» **Exercise prompt**
After locating the line that contains "Target: countertop edge" in the listing below, write out that line and every following line exactly, with no other output.
*** Opening of Data shown ***
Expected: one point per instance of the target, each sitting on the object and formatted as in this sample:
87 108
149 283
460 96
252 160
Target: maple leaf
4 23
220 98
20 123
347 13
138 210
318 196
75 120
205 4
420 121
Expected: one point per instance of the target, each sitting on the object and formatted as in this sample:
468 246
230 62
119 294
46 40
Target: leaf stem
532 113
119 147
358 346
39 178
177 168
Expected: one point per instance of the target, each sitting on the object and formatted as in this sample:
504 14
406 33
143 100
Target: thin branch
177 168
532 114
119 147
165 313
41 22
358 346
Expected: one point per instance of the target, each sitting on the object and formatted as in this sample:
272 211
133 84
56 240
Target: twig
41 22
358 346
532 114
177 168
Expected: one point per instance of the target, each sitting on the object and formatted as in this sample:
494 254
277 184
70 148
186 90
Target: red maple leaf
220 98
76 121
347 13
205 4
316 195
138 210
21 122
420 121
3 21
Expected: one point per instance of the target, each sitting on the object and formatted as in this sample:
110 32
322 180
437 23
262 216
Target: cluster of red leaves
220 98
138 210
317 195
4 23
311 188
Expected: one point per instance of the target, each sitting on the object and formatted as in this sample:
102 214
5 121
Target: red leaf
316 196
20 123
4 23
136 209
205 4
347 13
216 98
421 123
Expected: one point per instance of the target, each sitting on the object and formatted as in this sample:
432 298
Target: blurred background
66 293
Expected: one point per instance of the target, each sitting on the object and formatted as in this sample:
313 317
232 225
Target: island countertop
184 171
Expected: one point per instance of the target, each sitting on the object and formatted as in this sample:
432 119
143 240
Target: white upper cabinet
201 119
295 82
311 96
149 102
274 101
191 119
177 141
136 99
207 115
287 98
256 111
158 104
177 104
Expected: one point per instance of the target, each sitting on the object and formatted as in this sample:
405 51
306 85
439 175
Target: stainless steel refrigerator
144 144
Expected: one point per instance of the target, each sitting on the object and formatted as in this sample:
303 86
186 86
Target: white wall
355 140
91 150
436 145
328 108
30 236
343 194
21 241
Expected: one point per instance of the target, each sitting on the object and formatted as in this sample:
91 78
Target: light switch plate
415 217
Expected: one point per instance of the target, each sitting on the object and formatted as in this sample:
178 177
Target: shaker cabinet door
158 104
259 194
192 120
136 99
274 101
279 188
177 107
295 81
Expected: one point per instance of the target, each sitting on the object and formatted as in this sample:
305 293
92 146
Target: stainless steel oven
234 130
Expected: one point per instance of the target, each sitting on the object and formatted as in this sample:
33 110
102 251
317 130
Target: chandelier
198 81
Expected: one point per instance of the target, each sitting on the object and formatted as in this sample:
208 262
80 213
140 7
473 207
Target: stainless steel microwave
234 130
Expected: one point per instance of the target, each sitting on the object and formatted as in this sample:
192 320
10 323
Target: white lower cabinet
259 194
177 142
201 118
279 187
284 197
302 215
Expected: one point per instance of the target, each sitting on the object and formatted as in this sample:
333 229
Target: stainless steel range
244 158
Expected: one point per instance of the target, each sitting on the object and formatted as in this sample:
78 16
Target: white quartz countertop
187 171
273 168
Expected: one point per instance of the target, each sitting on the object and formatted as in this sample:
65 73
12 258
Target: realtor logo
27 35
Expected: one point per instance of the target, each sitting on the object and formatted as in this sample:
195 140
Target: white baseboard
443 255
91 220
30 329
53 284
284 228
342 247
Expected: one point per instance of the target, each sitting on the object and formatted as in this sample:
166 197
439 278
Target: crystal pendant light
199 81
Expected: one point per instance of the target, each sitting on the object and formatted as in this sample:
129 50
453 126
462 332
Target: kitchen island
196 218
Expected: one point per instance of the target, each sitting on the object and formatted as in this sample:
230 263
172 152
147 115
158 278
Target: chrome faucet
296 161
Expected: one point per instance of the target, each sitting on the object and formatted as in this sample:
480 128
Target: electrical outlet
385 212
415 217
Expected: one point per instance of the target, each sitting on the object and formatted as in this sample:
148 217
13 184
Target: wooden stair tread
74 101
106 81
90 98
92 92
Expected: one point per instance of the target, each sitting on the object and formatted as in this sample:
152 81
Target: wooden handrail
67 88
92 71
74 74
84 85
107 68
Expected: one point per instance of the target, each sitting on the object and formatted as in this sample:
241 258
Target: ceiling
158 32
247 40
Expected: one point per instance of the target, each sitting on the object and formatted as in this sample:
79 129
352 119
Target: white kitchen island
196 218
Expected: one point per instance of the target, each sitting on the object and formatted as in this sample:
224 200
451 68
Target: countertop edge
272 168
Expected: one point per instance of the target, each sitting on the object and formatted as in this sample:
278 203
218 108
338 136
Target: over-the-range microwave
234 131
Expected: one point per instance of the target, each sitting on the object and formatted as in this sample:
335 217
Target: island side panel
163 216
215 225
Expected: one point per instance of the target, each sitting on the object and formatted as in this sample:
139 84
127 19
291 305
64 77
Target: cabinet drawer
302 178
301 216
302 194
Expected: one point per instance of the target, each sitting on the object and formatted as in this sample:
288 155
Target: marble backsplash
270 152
*** Close of Data shown ***
» **Your solution**
Target: countertop edge
272 168
Expected: one point per instance of the target, each sitting on the object and formatted as in this sample:
278 203
218 108
338 136
Target: over-the-range microwave
234 131
Expected: one point per instance of the target, each sitting on the object and formatted as in this sample:
335 217
Target: island side panel
163 216
215 225
Expected: one point per instance of the target, each sitting on the object and formatted as in this sample:
139 84
127 19
291 305
64 77
Target: cabinet drawer
302 178
301 216
302 194
Expected: one point per instance of the target, each sitting on the object and formatted as in this sample:
288 155
Target: marble backsplash
270 152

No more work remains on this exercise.